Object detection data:
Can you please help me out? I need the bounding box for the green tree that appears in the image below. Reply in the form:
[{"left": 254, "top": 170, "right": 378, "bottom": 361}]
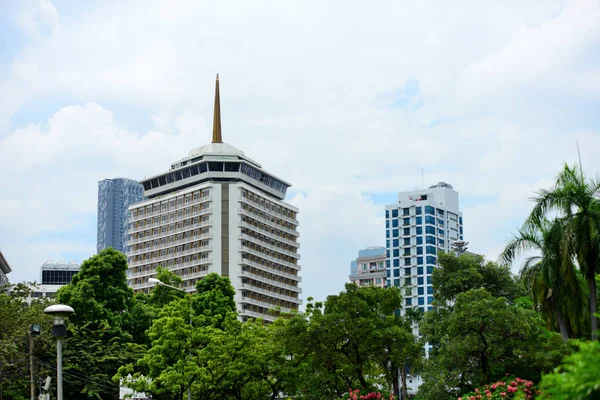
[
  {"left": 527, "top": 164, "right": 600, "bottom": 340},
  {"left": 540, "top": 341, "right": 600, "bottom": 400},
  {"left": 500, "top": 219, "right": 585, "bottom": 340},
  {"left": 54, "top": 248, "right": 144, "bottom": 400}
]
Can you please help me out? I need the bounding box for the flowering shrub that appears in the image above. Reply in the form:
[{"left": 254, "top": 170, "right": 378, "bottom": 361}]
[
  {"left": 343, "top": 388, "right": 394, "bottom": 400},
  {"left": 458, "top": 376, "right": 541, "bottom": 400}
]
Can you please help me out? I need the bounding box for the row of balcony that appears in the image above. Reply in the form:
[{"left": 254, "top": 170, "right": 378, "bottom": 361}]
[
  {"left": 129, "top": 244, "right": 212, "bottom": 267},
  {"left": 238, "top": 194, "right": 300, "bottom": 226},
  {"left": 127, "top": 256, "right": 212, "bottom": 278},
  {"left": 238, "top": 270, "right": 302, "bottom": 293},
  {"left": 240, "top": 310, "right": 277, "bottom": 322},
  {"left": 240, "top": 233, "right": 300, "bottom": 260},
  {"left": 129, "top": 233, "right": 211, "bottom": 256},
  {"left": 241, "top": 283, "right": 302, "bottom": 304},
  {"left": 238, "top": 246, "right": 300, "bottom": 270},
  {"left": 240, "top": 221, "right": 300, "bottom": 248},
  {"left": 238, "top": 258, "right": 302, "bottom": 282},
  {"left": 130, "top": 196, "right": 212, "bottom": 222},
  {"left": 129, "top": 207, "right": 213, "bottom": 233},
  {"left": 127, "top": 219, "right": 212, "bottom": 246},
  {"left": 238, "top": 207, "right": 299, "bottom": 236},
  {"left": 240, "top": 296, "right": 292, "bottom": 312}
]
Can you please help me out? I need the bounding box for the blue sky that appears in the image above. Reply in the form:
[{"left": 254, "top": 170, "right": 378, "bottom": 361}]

- **What is being asked**
Render every line of the items above as a numbered list. Skip blank lines and leave the pictures out.

- **Complete output**
1. Can you please help me out? I need the bounding box for the green tree that appears in the image below. Reply in the form:
2. [{"left": 254, "top": 170, "right": 378, "bottom": 361}]
3. [
4.   {"left": 527, "top": 164, "right": 600, "bottom": 340},
5.   {"left": 540, "top": 341, "right": 600, "bottom": 400},
6.   {"left": 500, "top": 219, "right": 585, "bottom": 340},
7.   {"left": 54, "top": 248, "right": 144, "bottom": 400}
8. ]
9. Can you please help me out? I need the bounding box for the flowering shrub that appears in the image above. Reply in the form:
10. [{"left": 254, "top": 170, "right": 378, "bottom": 361}]
11. [
12.   {"left": 343, "top": 388, "right": 394, "bottom": 400},
13.   {"left": 458, "top": 376, "right": 541, "bottom": 400}
14. ]
15. Can you please help me out? I need the bounding box for the row of balcony that appears in the image above. Reply in the form:
16. [{"left": 254, "top": 170, "right": 378, "bottom": 361}]
17. [
18.   {"left": 129, "top": 244, "right": 212, "bottom": 267},
19.   {"left": 238, "top": 194, "right": 300, "bottom": 226},
20.   {"left": 127, "top": 256, "right": 212, "bottom": 278},
21.   {"left": 238, "top": 270, "right": 302, "bottom": 293},
22.   {"left": 240, "top": 310, "right": 277, "bottom": 322},
23.   {"left": 240, "top": 233, "right": 300, "bottom": 260},
24.   {"left": 129, "top": 233, "right": 211, "bottom": 256},
25.   {"left": 241, "top": 283, "right": 302, "bottom": 304},
26.   {"left": 238, "top": 246, "right": 300, "bottom": 270},
27.   {"left": 240, "top": 221, "right": 300, "bottom": 248},
28.   {"left": 238, "top": 258, "right": 302, "bottom": 282},
29.   {"left": 130, "top": 196, "right": 212, "bottom": 222},
30.   {"left": 129, "top": 207, "right": 213, "bottom": 233},
31.   {"left": 127, "top": 219, "right": 212, "bottom": 246},
32.   {"left": 238, "top": 207, "right": 299, "bottom": 236},
33.   {"left": 240, "top": 296, "right": 292, "bottom": 312}
34. ]
35. Can you please help me out? I need the bounding box for the blue sky that appears in the image above. Reply in the form:
36. [{"left": 254, "top": 170, "right": 378, "bottom": 361}]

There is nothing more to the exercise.